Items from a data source
▶
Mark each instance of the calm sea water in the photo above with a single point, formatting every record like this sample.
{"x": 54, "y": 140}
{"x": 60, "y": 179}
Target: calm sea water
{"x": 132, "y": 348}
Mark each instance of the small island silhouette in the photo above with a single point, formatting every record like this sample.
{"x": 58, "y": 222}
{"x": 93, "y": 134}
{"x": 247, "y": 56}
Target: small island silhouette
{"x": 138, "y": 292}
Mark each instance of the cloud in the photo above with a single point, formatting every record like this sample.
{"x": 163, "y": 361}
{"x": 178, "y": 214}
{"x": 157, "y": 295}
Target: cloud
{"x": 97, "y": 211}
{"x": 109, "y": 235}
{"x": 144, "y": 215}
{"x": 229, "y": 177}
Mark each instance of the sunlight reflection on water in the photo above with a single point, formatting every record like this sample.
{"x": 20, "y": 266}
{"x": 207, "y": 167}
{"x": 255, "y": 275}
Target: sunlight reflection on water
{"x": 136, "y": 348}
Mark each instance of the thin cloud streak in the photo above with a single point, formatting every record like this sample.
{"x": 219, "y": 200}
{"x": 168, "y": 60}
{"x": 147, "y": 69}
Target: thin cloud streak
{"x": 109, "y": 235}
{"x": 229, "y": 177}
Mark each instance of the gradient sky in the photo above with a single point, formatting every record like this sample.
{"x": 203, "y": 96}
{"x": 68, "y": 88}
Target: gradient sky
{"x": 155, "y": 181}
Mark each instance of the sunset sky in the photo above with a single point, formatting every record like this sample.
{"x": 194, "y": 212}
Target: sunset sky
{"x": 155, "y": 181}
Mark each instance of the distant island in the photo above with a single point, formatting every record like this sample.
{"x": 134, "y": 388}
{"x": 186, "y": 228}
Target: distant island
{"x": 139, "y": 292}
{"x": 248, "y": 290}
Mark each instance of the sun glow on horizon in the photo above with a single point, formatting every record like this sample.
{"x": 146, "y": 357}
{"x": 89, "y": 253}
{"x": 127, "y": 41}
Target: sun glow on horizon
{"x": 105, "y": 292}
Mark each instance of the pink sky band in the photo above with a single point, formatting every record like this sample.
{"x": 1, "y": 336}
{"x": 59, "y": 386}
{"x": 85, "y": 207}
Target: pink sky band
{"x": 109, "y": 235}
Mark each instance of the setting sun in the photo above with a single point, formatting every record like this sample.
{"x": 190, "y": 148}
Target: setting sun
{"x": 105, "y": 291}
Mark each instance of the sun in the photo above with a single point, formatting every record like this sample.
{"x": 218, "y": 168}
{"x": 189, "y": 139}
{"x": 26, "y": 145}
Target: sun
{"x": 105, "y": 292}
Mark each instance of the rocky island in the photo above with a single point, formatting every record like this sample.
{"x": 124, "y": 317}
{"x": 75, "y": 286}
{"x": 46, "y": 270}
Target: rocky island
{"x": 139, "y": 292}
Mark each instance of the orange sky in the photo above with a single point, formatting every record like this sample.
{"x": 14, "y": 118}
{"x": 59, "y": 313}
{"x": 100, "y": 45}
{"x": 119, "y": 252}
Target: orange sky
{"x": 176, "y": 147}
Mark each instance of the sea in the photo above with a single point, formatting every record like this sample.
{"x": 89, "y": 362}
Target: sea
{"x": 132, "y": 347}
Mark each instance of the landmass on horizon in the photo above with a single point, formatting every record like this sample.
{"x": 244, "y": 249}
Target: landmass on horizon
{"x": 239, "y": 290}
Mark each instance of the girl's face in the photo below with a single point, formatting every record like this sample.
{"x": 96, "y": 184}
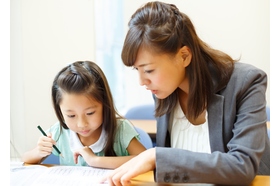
◀
• [Directions]:
Which lines in the records contain the word "thin", with case counting? Copy each of those lines in full.

• [Reply to the task]:
Mark each instance of the thin cloud streak in the photo above with a single point, formatting every record like this sample.
Target: thin cloud streak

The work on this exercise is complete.